Annotated coordinate records
◆ ◆ ◆ ◆

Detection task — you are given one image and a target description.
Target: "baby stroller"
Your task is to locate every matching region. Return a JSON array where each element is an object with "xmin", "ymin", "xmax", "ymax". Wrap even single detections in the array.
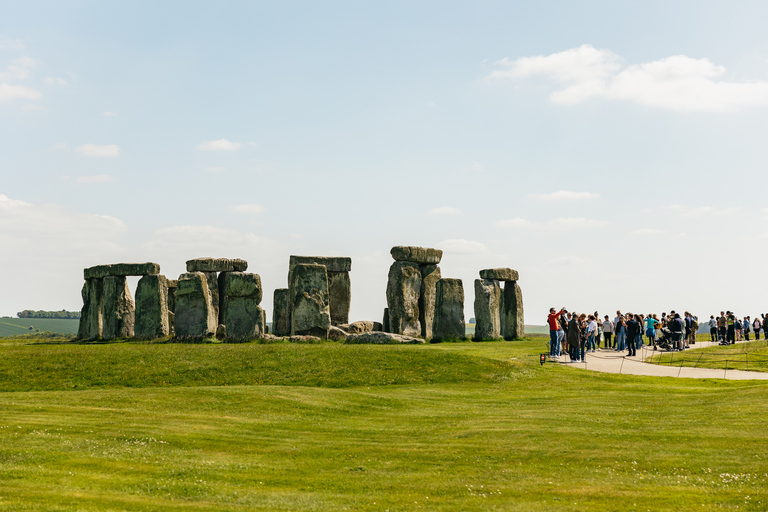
[{"xmin": 653, "ymin": 327, "xmax": 675, "ymax": 350}]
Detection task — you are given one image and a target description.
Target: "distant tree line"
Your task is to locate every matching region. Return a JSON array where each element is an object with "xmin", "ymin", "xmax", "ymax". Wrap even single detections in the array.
[{"xmin": 16, "ymin": 309, "xmax": 80, "ymax": 320}]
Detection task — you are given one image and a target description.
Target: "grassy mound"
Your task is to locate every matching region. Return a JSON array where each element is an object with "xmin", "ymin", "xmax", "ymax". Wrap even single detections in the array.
[{"xmin": 0, "ymin": 343, "xmax": 520, "ymax": 391}]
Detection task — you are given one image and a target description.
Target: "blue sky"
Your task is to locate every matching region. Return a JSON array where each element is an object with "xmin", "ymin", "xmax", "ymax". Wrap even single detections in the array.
[{"xmin": 0, "ymin": 1, "xmax": 768, "ymax": 324}]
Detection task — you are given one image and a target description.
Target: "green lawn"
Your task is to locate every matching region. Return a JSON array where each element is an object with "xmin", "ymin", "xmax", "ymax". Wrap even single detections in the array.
[
  {"xmin": 0, "ymin": 318, "xmax": 80, "ymax": 338},
  {"xmin": 0, "ymin": 338, "xmax": 768, "ymax": 511}
]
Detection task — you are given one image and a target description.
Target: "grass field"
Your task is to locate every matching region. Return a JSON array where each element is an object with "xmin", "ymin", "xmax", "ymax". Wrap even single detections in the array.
[
  {"xmin": 0, "ymin": 318, "xmax": 80, "ymax": 338},
  {"xmin": 0, "ymin": 337, "xmax": 768, "ymax": 511}
]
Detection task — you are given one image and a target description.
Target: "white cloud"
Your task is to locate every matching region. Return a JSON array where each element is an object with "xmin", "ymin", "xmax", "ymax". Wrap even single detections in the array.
[
  {"xmin": 632, "ymin": 228, "xmax": 666, "ymax": 236},
  {"xmin": 429, "ymin": 206, "xmax": 461, "ymax": 215},
  {"xmin": 77, "ymin": 174, "xmax": 115, "ymax": 183},
  {"xmin": 494, "ymin": 217, "xmax": 610, "ymax": 232},
  {"xmin": 530, "ymin": 190, "xmax": 600, "ymax": 201},
  {"xmin": 197, "ymin": 139, "xmax": 242, "ymax": 151},
  {"xmin": 437, "ymin": 238, "xmax": 488, "ymax": 254},
  {"xmin": 486, "ymin": 45, "xmax": 768, "ymax": 112},
  {"xmin": 77, "ymin": 144, "xmax": 120, "ymax": 157},
  {"xmin": 229, "ymin": 204, "xmax": 264, "ymax": 214},
  {"xmin": 43, "ymin": 76, "xmax": 67, "ymax": 85}
]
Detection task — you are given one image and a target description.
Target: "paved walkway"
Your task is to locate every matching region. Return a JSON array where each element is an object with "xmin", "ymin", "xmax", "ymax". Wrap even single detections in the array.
[{"xmin": 556, "ymin": 341, "xmax": 768, "ymax": 380}]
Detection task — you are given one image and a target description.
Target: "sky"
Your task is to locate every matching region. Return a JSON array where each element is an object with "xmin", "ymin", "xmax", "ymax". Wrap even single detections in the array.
[{"xmin": 0, "ymin": 0, "xmax": 768, "ymax": 325}]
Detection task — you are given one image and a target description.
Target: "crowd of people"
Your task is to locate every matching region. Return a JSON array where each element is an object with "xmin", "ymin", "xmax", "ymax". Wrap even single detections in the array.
[{"xmin": 547, "ymin": 308, "xmax": 768, "ymax": 362}]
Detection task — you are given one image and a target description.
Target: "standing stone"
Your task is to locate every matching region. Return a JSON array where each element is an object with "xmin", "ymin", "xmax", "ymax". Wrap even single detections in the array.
[
  {"xmin": 419, "ymin": 265, "xmax": 442, "ymax": 339},
  {"xmin": 288, "ymin": 263, "xmax": 331, "ymax": 338},
  {"xmin": 77, "ymin": 281, "xmax": 89, "ymax": 340},
  {"xmin": 475, "ymin": 279, "xmax": 502, "ymax": 341},
  {"xmin": 174, "ymin": 272, "xmax": 218, "ymax": 336},
  {"xmin": 503, "ymin": 281, "xmax": 525, "ymax": 340},
  {"xmin": 134, "ymin": 275, "xmax": 170, "ymax": 339},
  {"xmin": 328, "ymin": 271, "xmax": 352, "ymax": 325},
  {"xmin": 88, "ymin": 278, "xmax": 104, "ymax": 340},
  {"xmin": 272, "ymin": 288, "xmax": 291, "ymax": 336},
  {"xmin": 432, "ymin": 279, "xmax": 466, "ymax": 341},
  {"xmin": 387, "ymin": 261, "xmax": 421, "ymax": 336},
  {"xmin": 101, "ymin": 276, "xmax": 136, "ymax": 340},
  {"xmin": 219, "ymin": 272, "xmax": 264, "ymax": 339}
]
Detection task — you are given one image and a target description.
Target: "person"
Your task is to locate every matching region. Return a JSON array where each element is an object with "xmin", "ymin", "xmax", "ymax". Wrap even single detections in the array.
[
  {"xmin": 669, "ymin": 313, "xmax": 685, "ymax": 350},
  {"xmin": 603, "ymin": 315, "xmax": 613, "ymax": 348},
  {"xmin": 717, "ymin": 311, "xmax": 728, "ymax": 342},
  {"xmin": 547, "ymin": 308, "xmax": 565, "ymax": 357},
  {"xmin": 566, "ymin": 313, "xmax": 581, "ymax": 362},
  {"xmin": 613, "ymin": 311, "xmax": 627, "ymax": 352},
  {"xmin": 752, "ymin": 317, "xmax": 762, "ymax": 341},
  {"xmin": 626, "ymin": 313, "xmax": 640, "ymax": 357},
  {"xmin": 709, "ymin": 315, "xmax": 717, "ymax": 342},
  {"xmin": 587, "ymin": 315, "xmax": 597, "ymax": 352}
]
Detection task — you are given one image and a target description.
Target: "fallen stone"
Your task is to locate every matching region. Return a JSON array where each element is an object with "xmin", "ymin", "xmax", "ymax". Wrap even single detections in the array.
[
  {"xmin": 88, "ymin": 278, "xmax": 104, "ymax": 340},
  {"xmin": 174, "ymin": 272, "xmax": 219, "ymax": 336},
  {"xmin": 134, "ymin": 275, "xmax": 169, "ymax": 339},
  {"xmin": 474, "ymin": 279, "xmax": 502, "ymax": 341},
  {"xmin": 387, "ymin": 261, "xmax": 421, "ymax": 336},
  {"xmin": 187, "ymin": 258, "xmax": 248, "ymax": 272},
  {"xmin": 432, "ymin": 279, "xmax": 466, "ymax": 341},
  {"xmin": 328, "ymin": 271, "xmax": 352, "ymax": 325},
  {"xmin": 344, "ymin": 332, "xmax": 424, "ymax": 345},
  {"xmin": 503, "ymin": 281, "xmax": 525, "ymax": 340},
  {"xmin": 389, "ymin": 245, "xmax": 443, "ymax": 265},
  {"xmin": 328, "ymin": 325, "xmax": 349, "ymax": 341},
  {"xmin": 272, "ymin": 288, "xmax": 291, "ymax": 336},
  {"xmin": 288, "ymin": 334, "xmax": 323, "ymax": 343},
  {"xmin": 419, "ymin": 265, "xmax": 442, "ymax": 339},
  {"xmin": 83, "ymin": 262, "xmax": 160, "ymax": 279},
  {"xmin": 480, "ymin": 268, "xmax": 519, "ymax": 281},
  {"xmin": 101, "ymin": 276, "xmax": 136, "ymax": 340},
  {"xmin": 288, "ymin": 263, "xmax": 331, "ymax": 338}
]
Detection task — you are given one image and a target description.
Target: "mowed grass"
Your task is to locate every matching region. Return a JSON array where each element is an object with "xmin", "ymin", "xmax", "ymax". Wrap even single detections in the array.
[
  {"xmin": 0, "ymin": 318, "xmax": 80, "ymax": 338},
  {"xmin": 0, "ymin": 338, "xmax": 768, "ymax": 511}
]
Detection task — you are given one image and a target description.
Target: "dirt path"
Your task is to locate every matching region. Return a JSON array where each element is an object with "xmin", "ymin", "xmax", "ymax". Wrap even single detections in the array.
[{"xmin": 557, "ymin": 342, "xmax": 768, "ymax": 380}]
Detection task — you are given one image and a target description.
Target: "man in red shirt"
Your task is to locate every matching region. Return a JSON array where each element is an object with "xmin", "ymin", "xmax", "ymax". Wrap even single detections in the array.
[{"xmin": 547, "ymin": 308, "xmax": 565, "ymax": 357}]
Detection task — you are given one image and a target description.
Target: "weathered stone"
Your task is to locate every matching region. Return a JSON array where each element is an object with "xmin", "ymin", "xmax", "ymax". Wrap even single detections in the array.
[
  {"xmin": 288, "ymin": 256, "xmax": 352, "ymax": 275},
  {"xmin": 77, "ymin": 281, "xmax": 89, "ymax": 340},
  {"xmin": 419, "ymin": 265, "xmax": 442, "ymax": 339},
  {"xmin": 475, "ymin": 279, "xmax": 502, "ymax": 341},
  {"xmin": 288, "ymin": 263, "xmax": 331, "ymax": 338},
  {"xmin": 187, "ymin": 258, "xmax": 248, "ymax": 272},
  {"xmin": 134, "ymin": 275, "xmax": 173, "ymax": 339},
  {"xmin": 83, "ymin": 262, "xmax": 160, "ymax": 279},
  {"xmin": 480, "ymin": 268, "xmax": 519, "ymax": 281},
  {"xmin": 328, "ymin": 325, "xmax": 349, "ymax": 341},
  {"xmin": 288, "ymin": 334, "xmax": 325, "ymax": 343},
  {"xmin": 432, "ymin": 279, "xmax": 467, "ymax": 340},
  {"xmin": 174, "ymin": 272, "xmax": 219, "ymax": 336},
  {"xmin": 101, "ymin": 276, "xmax": 136, "ymax": 340},
  {"xmin": 219, "ymin": 272, "xmax": 264, "ymax": 338},
  {"xmin": 389, "ymin": 245, "xmax": 443, "ymax": 265},
  {"xmin": 328, "ymin": 271, "xmax": 352, "ymax": 325},
  {"xmin": 344, "ymin": 332, "xmax": 424, "ymax": 345},
  {"xmin": 502, "ymin": 281, "xmax": 525, "ymax": 340},
  {"xmin": 387, "ymin": 261, "xmax": 421, "ymax": 336},
  {"xmin": 88, "ymin": 278, "xmax": 104, "ymax": 340},
  {"xmin": 272, "ymin": 288, "xmax": 291, "ymax": 336}
]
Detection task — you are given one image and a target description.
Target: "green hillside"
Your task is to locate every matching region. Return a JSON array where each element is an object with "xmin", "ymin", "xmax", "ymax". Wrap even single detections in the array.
[{"xmin": 0, "ymin": 317, "xmax": 80, "ymax": 338}]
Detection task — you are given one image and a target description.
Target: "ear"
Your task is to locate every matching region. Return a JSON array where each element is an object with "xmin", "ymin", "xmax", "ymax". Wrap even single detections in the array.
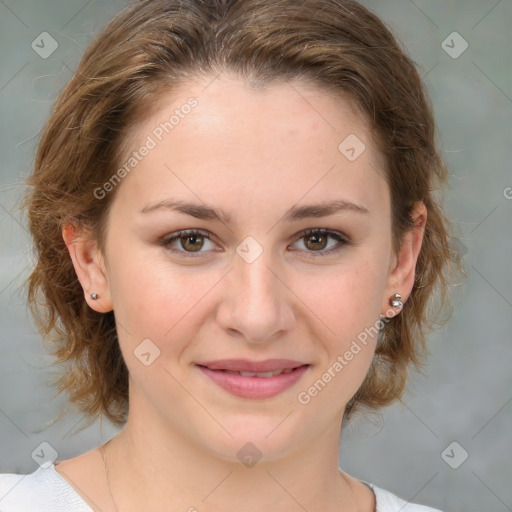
[
  {"xmin": 62, "ymin": 224, "xmax": 113, "ymax": 313},
  {"xmin": 382, "ymin": 202, "xmax": 427, "ymax": 317}
]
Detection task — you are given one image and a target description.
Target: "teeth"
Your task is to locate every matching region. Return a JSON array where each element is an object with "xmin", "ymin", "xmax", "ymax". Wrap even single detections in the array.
[{"xmin": 224, "ymin": 368, "xmax": 294, "ymax": 378}]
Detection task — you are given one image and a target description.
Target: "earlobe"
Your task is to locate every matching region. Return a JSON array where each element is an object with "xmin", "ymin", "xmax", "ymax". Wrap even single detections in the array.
[
  {"xmin": 382, "ymin": 202, "xmax": 427, "ymax": 317},
  {"xmin": 62, "ymin": 224, "xmax": 113, "ymax": 313}
]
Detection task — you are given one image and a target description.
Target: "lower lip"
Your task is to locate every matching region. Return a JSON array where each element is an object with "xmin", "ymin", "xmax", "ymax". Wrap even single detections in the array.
[{"xmin": 199, "ymin": 365, "xmax": 309, "ymax": 398}]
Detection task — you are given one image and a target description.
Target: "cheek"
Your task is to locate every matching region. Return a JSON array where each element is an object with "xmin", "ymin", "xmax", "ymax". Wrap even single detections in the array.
[{"xmin": 109, "ymin": 245, "xmax": 221, "ymax": 353}]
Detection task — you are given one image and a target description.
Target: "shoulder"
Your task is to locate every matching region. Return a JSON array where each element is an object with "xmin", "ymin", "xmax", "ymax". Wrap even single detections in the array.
[
  {"xmin": 365, "ymin": 482, "xmax": 441, "ymax": 512},
  {"xmin": 0, "ymin": 464, "xmax": 92, "ymax": 512}
]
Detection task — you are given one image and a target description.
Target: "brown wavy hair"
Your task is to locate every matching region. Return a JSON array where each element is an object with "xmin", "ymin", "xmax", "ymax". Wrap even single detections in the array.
[{"xmin": 24, "ymin": 0, "xmax": 460, "ymax": 425}]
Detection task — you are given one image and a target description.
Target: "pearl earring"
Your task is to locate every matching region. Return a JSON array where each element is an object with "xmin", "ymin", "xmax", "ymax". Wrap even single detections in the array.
[{"xmin": 390, "ymin": 293, "xmax": 404, "ymax": 308}]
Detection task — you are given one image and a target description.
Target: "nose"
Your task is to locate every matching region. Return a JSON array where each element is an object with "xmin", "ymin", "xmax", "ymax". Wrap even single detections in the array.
[{"xmin": 217, "ymin": 247, "xmax": 295, "ymax": 344}]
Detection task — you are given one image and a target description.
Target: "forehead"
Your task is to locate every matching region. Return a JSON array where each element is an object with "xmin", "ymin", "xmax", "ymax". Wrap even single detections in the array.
[{"xmin": 110, "ymin": 75, "xmax": 388, "ymax": 224}]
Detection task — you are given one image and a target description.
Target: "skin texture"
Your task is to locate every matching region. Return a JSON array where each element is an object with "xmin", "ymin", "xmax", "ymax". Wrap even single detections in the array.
[{"xmin": 57, "ymin": 74, "xmax": 426, "ymax": 512}]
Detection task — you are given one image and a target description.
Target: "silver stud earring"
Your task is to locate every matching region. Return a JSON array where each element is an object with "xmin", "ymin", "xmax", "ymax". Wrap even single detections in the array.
[{"xmin": 390, "ymin": 293, "xmax": 404, "ymax": 308}]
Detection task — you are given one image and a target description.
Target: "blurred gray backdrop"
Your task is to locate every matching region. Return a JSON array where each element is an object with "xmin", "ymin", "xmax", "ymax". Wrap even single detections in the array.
[{"xmin": 0, "ymin": 0, "xmax": 512, "ymax": 512}]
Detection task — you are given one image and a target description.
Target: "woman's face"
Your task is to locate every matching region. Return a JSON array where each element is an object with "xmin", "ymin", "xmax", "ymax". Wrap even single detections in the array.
[{"xmin": 74, "ymin": 75, "xmax": 422, "ymax": 460}]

◆ ◆ ◆ ◆

• **TASK STATEMENT**: Gather every line in the items above that contains the word "green", copying each one unchanged.

• **RESULT**:
Target: "green lawn"
Target: "green hillside"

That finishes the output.